++++ Provided passage

New real estate developments abound up and down the coast, but challenges persist
Few residential properties are as desirable as Southland surf and turf, or as difficult to develop.
In the ocean-hugging communities stretching from Malibu to Dana Point, builders face intense demand for limited space, resistance from regulators and residents, and logistical and environmental challenges.
“This will always be some of the most coveted real estate in California,” said William A. Witte, chief executive of real estate company Related California. “Because of that supply and demand imbalance, the cost of land has escalated significantly.”
Still, some seaside areas are undergoing bursts of activity.
Playa Vista -- home to offices for Facebook, Google and Microsoft -- has new residential units for sale in the Runway mixed-use complex as well as dozens of condos in the Seabluff project set to be completed in 2018.

++++++++
++++ Data to examine

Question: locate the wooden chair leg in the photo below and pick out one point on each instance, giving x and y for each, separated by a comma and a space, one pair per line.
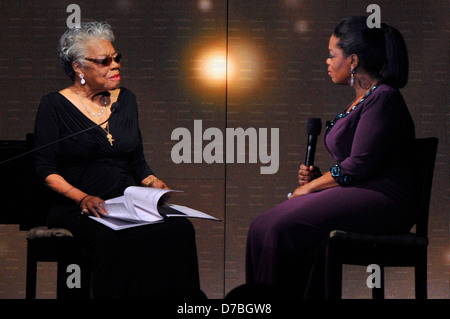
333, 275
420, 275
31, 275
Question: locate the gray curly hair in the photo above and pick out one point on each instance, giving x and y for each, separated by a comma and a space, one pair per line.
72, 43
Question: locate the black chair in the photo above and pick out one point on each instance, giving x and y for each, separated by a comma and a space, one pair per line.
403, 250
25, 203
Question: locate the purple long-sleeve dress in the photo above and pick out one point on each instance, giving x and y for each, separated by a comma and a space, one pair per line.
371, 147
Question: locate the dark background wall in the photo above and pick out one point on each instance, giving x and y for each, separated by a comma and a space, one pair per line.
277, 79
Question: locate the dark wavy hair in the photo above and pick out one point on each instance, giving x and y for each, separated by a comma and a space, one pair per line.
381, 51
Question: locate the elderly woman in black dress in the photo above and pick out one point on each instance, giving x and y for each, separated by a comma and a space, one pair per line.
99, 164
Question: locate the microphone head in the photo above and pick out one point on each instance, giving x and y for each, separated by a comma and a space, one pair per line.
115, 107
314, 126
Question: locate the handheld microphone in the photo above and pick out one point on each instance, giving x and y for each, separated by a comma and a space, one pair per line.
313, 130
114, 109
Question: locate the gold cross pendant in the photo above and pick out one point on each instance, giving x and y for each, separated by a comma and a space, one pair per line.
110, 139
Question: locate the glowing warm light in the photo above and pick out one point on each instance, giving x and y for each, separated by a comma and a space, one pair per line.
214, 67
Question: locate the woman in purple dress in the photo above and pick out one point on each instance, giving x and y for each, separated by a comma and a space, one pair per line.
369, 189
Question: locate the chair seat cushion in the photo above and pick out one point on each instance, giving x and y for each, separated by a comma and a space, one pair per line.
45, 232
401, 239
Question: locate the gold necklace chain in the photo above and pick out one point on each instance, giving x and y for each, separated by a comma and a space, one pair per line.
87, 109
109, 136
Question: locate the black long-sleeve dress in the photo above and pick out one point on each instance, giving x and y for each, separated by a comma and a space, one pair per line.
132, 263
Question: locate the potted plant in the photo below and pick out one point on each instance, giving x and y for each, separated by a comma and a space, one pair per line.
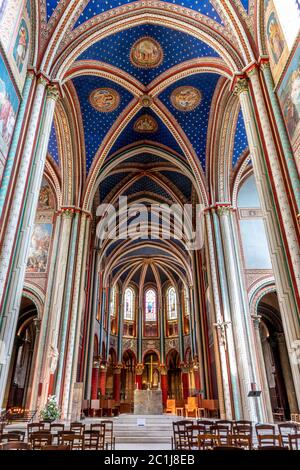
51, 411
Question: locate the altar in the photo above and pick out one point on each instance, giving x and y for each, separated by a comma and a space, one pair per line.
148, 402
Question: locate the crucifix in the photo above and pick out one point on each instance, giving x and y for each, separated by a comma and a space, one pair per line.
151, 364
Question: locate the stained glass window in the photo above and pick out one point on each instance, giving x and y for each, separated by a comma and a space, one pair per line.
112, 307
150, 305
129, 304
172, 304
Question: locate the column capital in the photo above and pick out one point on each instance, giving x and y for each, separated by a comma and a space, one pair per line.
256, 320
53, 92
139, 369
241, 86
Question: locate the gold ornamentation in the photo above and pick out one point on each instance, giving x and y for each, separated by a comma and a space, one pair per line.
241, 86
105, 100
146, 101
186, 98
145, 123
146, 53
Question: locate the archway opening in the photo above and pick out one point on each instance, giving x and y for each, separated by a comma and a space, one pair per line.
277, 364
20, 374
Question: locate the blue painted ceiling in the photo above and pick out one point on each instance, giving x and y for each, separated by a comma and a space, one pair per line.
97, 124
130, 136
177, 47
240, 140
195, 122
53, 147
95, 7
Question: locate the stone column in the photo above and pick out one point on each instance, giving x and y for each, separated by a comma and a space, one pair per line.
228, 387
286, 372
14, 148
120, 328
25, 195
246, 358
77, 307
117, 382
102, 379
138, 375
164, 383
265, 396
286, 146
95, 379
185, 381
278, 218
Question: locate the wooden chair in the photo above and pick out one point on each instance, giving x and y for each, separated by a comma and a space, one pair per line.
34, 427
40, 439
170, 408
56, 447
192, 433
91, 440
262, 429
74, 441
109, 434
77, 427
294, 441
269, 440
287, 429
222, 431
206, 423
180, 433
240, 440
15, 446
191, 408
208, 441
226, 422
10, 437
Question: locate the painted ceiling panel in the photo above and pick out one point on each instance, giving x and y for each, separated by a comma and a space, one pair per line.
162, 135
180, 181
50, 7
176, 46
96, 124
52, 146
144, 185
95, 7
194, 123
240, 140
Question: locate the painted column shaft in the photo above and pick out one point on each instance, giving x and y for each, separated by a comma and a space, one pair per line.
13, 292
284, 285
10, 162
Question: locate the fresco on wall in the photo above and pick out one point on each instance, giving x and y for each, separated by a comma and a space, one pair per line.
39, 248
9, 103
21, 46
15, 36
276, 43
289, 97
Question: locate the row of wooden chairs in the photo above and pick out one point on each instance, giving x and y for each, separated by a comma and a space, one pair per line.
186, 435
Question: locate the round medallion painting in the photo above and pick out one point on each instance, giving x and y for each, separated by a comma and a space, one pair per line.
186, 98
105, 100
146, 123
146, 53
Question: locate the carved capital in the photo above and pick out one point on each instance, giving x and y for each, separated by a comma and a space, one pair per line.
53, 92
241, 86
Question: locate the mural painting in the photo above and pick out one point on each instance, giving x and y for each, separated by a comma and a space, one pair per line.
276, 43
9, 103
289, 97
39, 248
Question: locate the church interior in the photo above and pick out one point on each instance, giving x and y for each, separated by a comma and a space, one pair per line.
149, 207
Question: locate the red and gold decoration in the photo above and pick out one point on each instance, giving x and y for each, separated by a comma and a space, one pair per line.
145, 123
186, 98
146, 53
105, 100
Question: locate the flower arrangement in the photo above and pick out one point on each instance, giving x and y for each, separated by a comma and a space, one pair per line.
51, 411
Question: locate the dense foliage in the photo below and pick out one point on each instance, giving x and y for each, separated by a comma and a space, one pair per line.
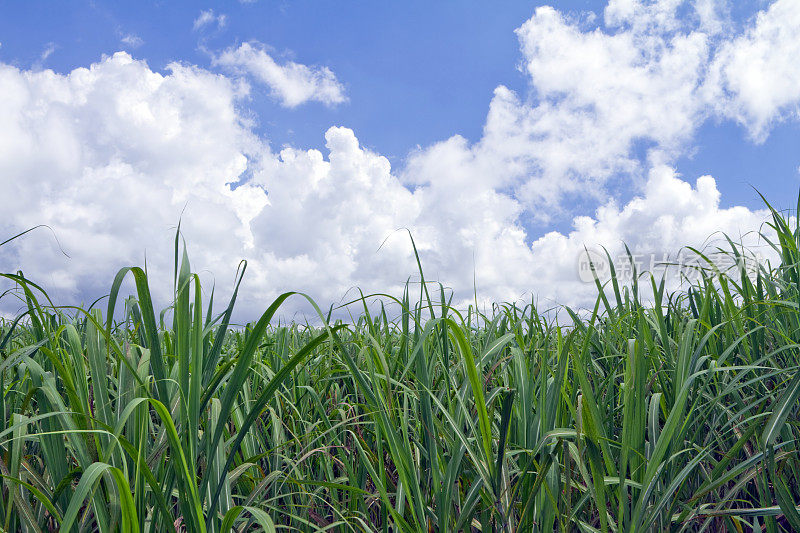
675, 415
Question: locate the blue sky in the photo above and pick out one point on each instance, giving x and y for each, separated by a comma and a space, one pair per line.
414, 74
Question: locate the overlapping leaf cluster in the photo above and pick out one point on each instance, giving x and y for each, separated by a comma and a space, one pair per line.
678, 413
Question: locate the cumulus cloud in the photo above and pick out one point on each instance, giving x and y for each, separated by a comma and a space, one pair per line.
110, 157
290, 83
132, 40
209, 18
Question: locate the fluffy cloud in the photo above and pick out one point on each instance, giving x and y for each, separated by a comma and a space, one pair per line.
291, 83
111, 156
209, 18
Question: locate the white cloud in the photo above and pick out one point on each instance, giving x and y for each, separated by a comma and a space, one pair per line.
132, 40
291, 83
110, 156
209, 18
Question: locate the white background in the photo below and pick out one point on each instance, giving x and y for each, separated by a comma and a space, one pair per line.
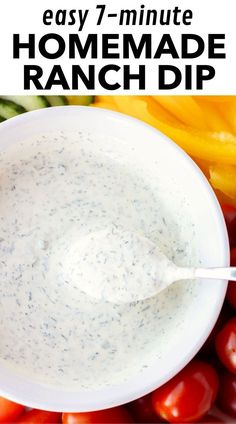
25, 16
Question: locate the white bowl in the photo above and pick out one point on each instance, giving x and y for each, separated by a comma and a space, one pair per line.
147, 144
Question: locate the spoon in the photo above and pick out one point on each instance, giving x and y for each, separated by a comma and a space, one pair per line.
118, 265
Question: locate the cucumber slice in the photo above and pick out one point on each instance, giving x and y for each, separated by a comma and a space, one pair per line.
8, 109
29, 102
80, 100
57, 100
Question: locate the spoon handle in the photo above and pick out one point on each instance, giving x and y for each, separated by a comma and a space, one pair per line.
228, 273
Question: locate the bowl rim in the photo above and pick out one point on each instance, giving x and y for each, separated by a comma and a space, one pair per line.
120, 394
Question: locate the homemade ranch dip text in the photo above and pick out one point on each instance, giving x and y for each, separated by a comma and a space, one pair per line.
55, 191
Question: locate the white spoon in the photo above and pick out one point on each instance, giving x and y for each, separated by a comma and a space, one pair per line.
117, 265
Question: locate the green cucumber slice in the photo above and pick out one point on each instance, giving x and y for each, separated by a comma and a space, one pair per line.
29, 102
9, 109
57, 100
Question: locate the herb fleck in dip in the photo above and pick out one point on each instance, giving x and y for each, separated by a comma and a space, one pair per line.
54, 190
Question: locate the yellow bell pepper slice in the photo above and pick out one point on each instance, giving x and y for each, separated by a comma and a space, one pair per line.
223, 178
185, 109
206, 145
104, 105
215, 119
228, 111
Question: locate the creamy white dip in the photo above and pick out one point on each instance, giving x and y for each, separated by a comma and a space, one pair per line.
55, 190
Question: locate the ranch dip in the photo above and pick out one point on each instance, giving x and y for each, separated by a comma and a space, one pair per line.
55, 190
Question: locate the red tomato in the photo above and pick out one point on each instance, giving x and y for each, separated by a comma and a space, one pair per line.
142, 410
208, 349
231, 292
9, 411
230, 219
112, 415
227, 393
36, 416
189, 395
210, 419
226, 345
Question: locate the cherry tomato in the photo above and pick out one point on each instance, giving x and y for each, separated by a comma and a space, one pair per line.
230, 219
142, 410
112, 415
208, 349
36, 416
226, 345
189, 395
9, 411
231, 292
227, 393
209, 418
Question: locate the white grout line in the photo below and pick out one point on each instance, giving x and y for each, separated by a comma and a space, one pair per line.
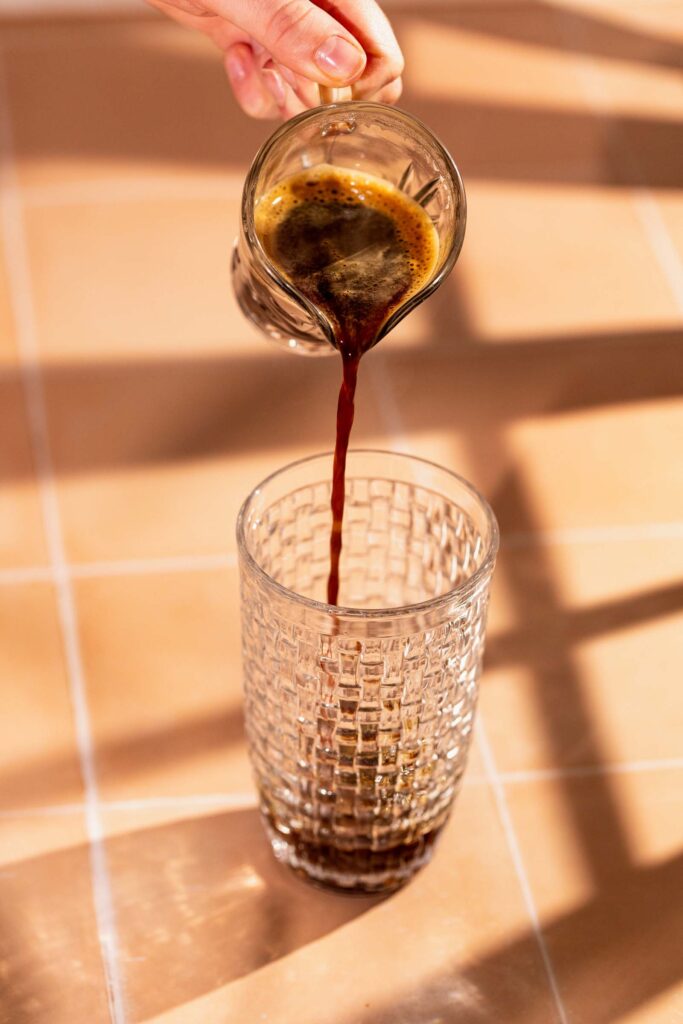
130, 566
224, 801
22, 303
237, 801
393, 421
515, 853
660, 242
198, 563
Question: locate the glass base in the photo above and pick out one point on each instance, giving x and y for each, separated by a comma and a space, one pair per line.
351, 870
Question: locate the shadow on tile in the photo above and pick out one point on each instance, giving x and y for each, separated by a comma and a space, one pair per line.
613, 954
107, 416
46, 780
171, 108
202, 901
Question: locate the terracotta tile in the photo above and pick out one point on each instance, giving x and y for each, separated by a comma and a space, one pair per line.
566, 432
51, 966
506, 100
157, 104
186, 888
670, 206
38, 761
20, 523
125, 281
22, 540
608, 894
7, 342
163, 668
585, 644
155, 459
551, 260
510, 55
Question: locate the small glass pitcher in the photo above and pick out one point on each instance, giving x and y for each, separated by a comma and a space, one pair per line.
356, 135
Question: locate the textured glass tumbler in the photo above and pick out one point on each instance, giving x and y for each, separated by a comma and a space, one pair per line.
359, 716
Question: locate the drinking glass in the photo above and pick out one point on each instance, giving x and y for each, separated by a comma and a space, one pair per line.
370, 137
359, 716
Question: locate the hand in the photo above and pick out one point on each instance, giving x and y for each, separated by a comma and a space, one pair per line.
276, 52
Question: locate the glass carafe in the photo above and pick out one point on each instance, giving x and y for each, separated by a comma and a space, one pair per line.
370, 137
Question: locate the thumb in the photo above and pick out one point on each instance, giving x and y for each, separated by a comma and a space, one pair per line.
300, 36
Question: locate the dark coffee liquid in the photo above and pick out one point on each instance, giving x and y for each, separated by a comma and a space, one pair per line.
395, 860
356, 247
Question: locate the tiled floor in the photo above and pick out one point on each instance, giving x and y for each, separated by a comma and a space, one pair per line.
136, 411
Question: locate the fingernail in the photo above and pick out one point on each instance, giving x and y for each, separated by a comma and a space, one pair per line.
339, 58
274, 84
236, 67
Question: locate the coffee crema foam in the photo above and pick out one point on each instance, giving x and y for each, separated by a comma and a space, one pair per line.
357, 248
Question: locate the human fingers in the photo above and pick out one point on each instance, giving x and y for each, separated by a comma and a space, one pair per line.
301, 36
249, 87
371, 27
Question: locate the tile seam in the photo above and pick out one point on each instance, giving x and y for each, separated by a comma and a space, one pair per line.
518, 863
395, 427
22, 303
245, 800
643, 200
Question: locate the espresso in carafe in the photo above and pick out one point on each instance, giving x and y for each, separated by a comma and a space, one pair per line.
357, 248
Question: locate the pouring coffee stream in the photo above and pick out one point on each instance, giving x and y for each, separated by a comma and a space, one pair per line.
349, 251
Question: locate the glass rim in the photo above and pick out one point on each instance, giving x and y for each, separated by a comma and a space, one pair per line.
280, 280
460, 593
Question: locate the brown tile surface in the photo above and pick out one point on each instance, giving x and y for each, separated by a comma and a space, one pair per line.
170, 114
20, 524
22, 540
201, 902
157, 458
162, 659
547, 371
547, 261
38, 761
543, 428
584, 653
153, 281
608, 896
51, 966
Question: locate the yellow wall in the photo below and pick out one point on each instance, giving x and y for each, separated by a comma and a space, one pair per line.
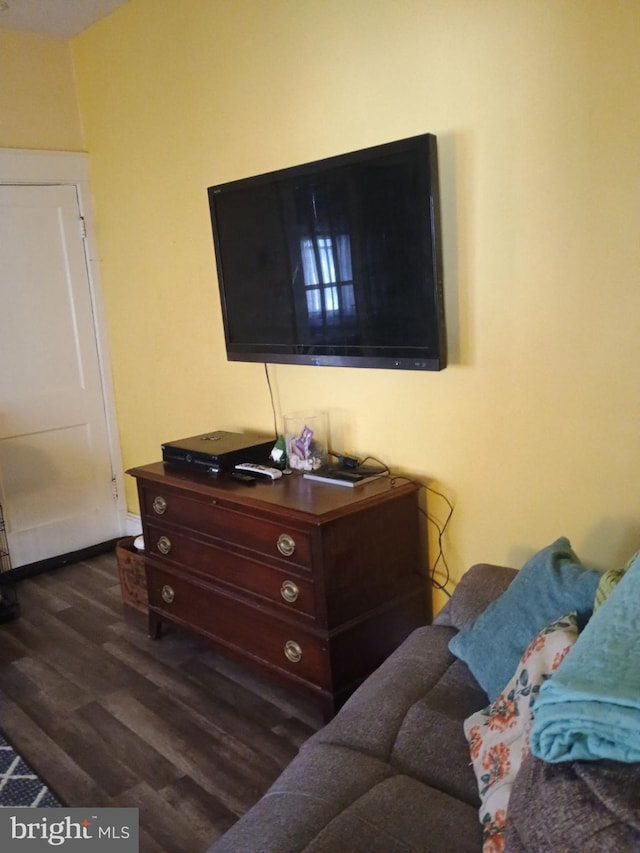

++++++++

### Task list
1. Rewrite the part of the coastal real estate article starting at "Playa Vista -- home" and ending at "completed in 2018.", replacing "condos" with "townhomes".
2. Extend the article on coastal Southern California real estate development, picking up right after its final sentence.

### Answers per task
1.
Playa Vista -- home to offices for Facebook, Google and Microsoft -- has new residential units for sale in the Runway mixed-use complex as well as dozens of townhomes in the Seabluff project set to be completed in 2018.

2.
In Marina Del Rey, developer AMLI is wrapping up construction on 585 residential units. The $165-million development, which broke ground two years ago and is designed to look like a boathouse, also features outdoor areas and a retail component.
In San Pedro, the first of 676 single-family homes, condos, flats and town houses in the Highpark housing plan is slated for completion this year, with the rest set to be finished by 2021. Initial plans to build 2,300 homes quickly met with controversy and were scaled back.
Huntington Beach is particularly busy. The Pacific City complex broke ground in the fall after a fraught, decades-long development process and this year began welcoming tenants into the first of its 516 luxury units. The residences, marketed as “classic Southern California beach living,” are part of a retail and hospitality project spread across 31 acres and three developers.
Developer Signal Landmark wants to build 36 town homes at its Windward project. The site for Shea Homes’ Parkside Estates, which will feature 111 single-family homes, is undergoing grading and infrastructure installation. Near the Bella Terra Mall, the 510 dwellings of Pedigo Products’ Monogram Apartments plan are halfway through construction.
Several more projects -- mixed use, town homes, single-family homes -- are also in the works in Huntington Beach. Many plans include provisions for habitat preservation and parks.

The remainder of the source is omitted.